▶ EXERCISE AIM
Swap "instance" for "occurrence" throughout the lines of all the items below, and leave everything else unchanged.

▶ PROVIDED DATA
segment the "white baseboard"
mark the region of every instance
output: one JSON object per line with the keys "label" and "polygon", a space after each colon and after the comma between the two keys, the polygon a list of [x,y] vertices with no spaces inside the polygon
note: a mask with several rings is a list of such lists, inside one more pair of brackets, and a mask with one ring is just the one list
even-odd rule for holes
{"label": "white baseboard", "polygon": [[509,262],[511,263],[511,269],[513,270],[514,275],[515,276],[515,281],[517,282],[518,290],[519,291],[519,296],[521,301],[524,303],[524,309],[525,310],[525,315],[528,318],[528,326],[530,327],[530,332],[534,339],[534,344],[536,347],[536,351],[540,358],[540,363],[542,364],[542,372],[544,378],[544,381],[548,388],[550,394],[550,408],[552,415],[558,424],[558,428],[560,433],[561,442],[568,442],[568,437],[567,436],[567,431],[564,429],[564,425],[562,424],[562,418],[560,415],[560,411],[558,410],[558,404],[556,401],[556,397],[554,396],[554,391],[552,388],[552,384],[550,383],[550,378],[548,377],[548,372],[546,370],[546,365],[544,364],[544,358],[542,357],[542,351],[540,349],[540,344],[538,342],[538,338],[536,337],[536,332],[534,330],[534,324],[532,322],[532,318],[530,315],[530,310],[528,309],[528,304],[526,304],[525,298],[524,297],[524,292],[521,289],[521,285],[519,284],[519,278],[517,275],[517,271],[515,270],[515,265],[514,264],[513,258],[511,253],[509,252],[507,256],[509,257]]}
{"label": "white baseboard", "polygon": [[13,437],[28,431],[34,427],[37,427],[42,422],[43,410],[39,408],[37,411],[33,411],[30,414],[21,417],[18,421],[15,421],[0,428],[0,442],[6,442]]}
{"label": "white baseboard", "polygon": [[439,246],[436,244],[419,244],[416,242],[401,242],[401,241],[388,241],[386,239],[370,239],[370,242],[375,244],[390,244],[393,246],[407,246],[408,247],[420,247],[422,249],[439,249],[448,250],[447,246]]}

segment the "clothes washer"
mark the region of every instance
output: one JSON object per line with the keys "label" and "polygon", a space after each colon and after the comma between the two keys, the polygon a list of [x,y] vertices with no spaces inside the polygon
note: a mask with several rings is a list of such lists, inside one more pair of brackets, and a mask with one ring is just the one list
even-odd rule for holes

▶ ANSWER
segment the "white baseboard"
mark the region of every occurrence
output: one JSON object per line with the keys "label" and "polygon", a space after each colon and after the comma between the two keys, the polygon a list of [x,y] vertices with no spaces inside the polygon
note: a mask with several rings is a list of such lists, inside one more pair of brackets, and a mask with one ring is just the one list
even-odd rule for holes
{"label": "white baseboard", "polygon": [[509,262],[511,263],[511,269],[513,270],[514,275],[515,276],[515,281],[517,282],[518,290],[519,291],[519,296],[521,301],[524,303],[524,309],[525,310],[525,315],[528,318],[528,326],[530,327],[530,332],[534,339],[534,344],[536,347],[536,351],[540,358],[540,363],[542,364],[542,372],[544,378],[544,381],[548,388],[550,394],[550,408],[552,415],[558,424],[558,428],[560,433],[561,442],[568,442],[568,437],[567,436],[567,431],[564,429],[564,425],[562,424],[562,418],[560,415],[560,411],[558,410],[558,404],[556,401],[556,397],[554,396],[554,391],[552,388],[552,384],[550,383],[550,378],[548,377],[548,372],[546,370],[546,365],[544,364],[544,358],[542,357],[542,351],[540,349],[540,344],[538,342],[538,338],[536,337],[536,332],[534,330],[534,324],[532,322],[532,318],[530,315],[530,310],[528,309],[528,304],[526,304],[525,298],[524,297],[524,292],[521,289],[521,285],[519,284],[519,278],[517,275],[517,271],[515,270],[515,265],[514,264],[513,258],[511,253],[509,252],[507,256],[509,257]]}
{"label": "white baseboard", "polygon": [[13,437],[28,431],[34,427],[37,427],[42,422],[43,410],[39,408],[37,411],[33,411],[30,414],[21,417],[18,421],[15,421],[0,428],[0,442],[6,442]]}
{"label": "white baseboard", "polygon": [[439,246],[436,244],[419,244],[416,242],[401,242],[401,241],[388,241],[386,239],[370,239],[370,242],[375,244],[390,244],[393,246],[407,246],[408,247],[420,247],[422,249],[439,249],[448,250],[447,246]]}

segment the "clothes washer"
mark the region of every occurrence
output: one JSON object per line with the keys "label" and "polygon", a space after each colon and after the comma between the two keys, the polygon a list of [x,y] vertices with no spaces inside the polygon
note: a mask with several rings is a list of such lists, inside one more pair of brackets, and a mask with one ring is just the one list
even-odd rule for holes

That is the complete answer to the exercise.